__Aim of the exercise__. Please copy the records from their start through the line containing "205), (537, 205)]", with the requests included, and shift every coordinate in the answers by adding 22 to it.

__Data records__.
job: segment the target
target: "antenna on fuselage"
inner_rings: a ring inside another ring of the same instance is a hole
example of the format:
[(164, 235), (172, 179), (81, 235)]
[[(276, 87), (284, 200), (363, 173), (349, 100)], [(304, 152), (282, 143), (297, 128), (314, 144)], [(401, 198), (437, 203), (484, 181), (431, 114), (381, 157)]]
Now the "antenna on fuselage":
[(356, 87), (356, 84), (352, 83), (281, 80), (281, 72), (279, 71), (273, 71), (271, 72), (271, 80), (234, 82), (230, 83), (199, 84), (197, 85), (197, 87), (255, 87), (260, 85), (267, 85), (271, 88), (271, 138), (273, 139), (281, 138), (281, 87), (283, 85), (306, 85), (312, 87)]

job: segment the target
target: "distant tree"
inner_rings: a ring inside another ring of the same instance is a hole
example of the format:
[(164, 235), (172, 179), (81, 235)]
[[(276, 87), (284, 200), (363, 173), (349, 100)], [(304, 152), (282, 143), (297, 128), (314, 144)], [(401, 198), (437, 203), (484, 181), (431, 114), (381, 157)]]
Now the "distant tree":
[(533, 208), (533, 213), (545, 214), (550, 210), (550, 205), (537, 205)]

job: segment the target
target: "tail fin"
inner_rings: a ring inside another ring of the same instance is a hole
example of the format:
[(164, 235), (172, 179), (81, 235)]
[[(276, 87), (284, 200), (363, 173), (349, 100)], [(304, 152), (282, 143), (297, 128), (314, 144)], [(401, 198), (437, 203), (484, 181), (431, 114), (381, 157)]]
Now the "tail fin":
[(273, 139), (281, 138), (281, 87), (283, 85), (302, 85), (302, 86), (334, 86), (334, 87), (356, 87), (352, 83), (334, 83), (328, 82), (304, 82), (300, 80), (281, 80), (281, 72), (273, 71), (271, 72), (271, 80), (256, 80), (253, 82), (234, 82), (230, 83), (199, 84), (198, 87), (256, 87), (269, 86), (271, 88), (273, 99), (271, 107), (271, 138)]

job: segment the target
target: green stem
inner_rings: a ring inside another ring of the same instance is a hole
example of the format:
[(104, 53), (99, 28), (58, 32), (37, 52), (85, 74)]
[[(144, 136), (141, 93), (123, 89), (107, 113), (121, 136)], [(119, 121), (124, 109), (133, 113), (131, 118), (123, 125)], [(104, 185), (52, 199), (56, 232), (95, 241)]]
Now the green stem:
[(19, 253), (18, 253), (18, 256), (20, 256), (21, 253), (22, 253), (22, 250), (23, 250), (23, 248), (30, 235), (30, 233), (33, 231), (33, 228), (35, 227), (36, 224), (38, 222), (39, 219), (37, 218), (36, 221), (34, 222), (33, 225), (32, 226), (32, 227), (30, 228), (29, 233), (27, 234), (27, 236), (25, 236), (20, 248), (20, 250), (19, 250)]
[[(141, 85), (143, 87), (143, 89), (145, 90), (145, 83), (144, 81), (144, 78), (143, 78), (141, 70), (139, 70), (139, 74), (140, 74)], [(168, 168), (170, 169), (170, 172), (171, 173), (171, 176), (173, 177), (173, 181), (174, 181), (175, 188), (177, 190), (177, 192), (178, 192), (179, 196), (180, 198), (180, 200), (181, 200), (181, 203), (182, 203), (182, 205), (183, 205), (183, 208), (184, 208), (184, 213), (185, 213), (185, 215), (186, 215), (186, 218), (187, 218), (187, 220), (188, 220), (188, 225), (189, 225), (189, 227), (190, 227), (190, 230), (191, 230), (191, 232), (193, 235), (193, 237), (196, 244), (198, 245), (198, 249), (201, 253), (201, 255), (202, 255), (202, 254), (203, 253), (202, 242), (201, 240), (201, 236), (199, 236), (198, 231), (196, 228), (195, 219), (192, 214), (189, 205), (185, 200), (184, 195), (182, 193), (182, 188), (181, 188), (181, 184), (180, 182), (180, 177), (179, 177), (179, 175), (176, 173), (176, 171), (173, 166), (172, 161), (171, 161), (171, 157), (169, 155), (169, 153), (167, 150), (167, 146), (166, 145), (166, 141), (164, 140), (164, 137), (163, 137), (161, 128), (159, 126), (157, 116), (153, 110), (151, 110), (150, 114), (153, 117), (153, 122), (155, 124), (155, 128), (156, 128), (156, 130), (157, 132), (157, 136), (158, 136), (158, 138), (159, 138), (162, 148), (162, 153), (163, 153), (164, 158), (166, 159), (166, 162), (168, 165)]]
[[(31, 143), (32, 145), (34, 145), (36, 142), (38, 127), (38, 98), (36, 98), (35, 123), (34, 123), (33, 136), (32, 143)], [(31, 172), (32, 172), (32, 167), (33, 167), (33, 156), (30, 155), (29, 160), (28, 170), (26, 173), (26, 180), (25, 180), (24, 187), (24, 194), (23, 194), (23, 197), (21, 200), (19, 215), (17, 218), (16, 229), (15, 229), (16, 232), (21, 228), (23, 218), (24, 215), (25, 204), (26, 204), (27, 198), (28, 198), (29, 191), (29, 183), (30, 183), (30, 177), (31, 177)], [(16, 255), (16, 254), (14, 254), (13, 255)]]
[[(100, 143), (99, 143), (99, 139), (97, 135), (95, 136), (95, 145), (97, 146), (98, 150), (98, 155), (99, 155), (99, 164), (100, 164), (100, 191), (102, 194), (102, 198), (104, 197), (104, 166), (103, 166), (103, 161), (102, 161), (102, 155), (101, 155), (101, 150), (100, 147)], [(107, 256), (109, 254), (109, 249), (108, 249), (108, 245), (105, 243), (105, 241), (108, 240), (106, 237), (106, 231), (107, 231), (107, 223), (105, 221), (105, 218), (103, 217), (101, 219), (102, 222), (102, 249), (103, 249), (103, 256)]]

__Written answer__.
job: segment the target
target: "antenna on fuselage"
inner_rings: a ring inside another ring of the same instance is a hole
example of the format:
[(164, 235), (172, 179), (81, 235)]
[[(276, 87), (284, 200), (363, 173), (349, 100)], [(304, 152), (282, 143), (297, 128), (314, 144)], [(401, 198), (437, 203), (484, 181), (431, 114), (381, 157)]]
Now the "antenna on fuselage":
[(378, 109), (378, 106), (374, 105), (303, 102), (303, 94), (301, 93), (295, 93), (293, 94), (293, 102), (256, 104), (252, 105), (221, 106), (219, 107), (219, 109), (277, 109), (282, 107), (289, 107), (293, 110), (293, 160), (295, 161), (303, 160), (303, 109), (305, 107), (328, 107), (334, 109)]

job: segment the target
target: "distant tree"
inner_rings: a ring inside another ring of the same instance is a hole
example of the format:
[(164, 235), (172, 179), (81, 235)]
[[(276, 87), (284, 200), (363, 173), (349, 100)], [(304, 152), (282, 143), (297, 128), (314, 144)], [(401, 198), (437, 203), (484, 181), (431, 114), (381, 157)]]
Now the "distant tree":
[(555, 230), (555, 235), (567, 236), (572, 232), (572, 227), (559, 227)]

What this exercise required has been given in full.